Copy the lines below word for word, without any changes.
[Data provided — start]
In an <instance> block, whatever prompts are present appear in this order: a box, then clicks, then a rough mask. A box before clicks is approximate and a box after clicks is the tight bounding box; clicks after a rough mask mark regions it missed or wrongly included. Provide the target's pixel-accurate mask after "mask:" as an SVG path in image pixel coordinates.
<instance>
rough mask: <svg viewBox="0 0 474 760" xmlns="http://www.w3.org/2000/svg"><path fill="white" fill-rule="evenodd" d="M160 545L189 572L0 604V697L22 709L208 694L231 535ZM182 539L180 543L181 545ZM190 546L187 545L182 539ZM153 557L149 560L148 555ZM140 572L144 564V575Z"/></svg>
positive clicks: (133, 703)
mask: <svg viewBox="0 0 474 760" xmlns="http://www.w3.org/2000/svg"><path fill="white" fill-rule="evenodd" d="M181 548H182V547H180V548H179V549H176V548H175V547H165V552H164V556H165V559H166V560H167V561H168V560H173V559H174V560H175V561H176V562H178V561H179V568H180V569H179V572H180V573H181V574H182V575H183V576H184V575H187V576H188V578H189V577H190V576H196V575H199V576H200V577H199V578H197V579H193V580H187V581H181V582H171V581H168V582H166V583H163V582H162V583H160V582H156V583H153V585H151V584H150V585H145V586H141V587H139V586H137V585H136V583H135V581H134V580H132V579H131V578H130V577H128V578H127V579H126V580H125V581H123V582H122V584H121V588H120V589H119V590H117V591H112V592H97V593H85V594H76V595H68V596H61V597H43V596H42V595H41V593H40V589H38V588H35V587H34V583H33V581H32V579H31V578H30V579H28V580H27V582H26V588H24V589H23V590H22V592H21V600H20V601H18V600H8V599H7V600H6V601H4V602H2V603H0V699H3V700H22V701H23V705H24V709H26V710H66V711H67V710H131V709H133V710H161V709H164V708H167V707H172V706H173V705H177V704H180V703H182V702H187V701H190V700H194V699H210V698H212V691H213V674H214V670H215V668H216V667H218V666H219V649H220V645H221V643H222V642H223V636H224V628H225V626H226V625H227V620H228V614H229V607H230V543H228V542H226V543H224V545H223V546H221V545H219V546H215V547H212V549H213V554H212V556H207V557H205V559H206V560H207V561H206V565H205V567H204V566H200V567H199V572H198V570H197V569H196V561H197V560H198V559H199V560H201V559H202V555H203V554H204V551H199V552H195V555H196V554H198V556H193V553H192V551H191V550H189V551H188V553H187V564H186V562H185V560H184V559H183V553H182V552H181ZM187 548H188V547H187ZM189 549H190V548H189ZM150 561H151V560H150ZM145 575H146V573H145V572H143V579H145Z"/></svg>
[Data provided — finish]
**Reply:**
In an <instance> block, whatever prompts are present appear in this order: a box, then clicks, then a rough mask. A box before clicks is approximate and a box after clicks is the tight bounding box; clicks after a rough mask mark regions it missed or wrongly included. Provide the target's pixel-accurate mask after "mask:" as an SVG path in image pixel coordinates.
<instance>
rough mask: <svg viewBox="0 0 474 760" xmlns="http://www.w3.org/2000/svg"><path fill="white" fill-rule="evenodd" d="M160 545L189 572L0 604V697L22 709L208 694L231 535ZM182 539L180 543L181 545ZM190 546L187 545L182 539ZM153 557L149 560L148 555ZM140 572L144 564V575Z"/></svg>
positive clicks: (133, 703)
mask: <svg viewBox="0 0 474 760" xmlns="http://www.w3.org/2000/svg"><path fill="white" fill-rule="evenodd" d="M181 548H182V547H180V548H179V549H176V548H175V547H165V552H164V556H165V559H166V560H167V561H168V560H173V559H174V560H175V561H176V562H178V561H179V568H180V569H179V572H180V573H181V574H182V575H183V576H184V575H187V576H188V578H189V577H190V576H196V575H199V576H200V577H199V578H197V579H193V580H187V581H181V582H171V581H168V582H166V583H163V582H162V583H160V582H156V583H153V585H151V584H150V585H145V586H141V587H139V586H137V585H136V583H135V581H134V580H132V579H131V578H130V577H128V578H127V579H126V580H125V581H123V582H122V584H121V588H120V589H119V590H117V591H112V592H97V593H85V594H76V595H68V596H61V597H43V596H42V595H41V593H40V589H38V588H35V587H34V583H33V581H32V579H31V578H30V579H28V580H27V582H26V588H24V589H23V590H22V592H21V600H20V601H18V600H8V599H7V600H6V601H4V602H2V603H0V699H3V700H22V701H23V705H24V709H26V710H66V711H67V710H131V709H133V710H161V709H164V708H167V707H172V706H173V705H177V704H180V703H182V702H187V701H190V700H194V699H210V698H212V691H213V674H214V670H215V668H216V667H218V666H219V649H220V645H221V643H222V642H223V636H224V628H225V626H226V625H227V620H228V614H229V607H230V543H228V542H226V543H224V545H223V546H221V545H219V546H215V547H212V549H213V554H212V556H207V557H205V559H206V560H207V561H206V565H205V567H204V566H200V567H199V572H198V570H197V569H196V561H197V560H198V559H199V560H201V559H202V555H203V554H204V551H199V552H195V555H196V554H198V556H193V553H192V551H191V550H189V551H188V553H187V564H186V562H185V560H184V559H183V553H182V552H181ZM187 548H188V547H187ZM189 549H190V548H189ZM150 561H151V560H150ZM145 575H146V573H145V572H143V579H145Z"/></svg>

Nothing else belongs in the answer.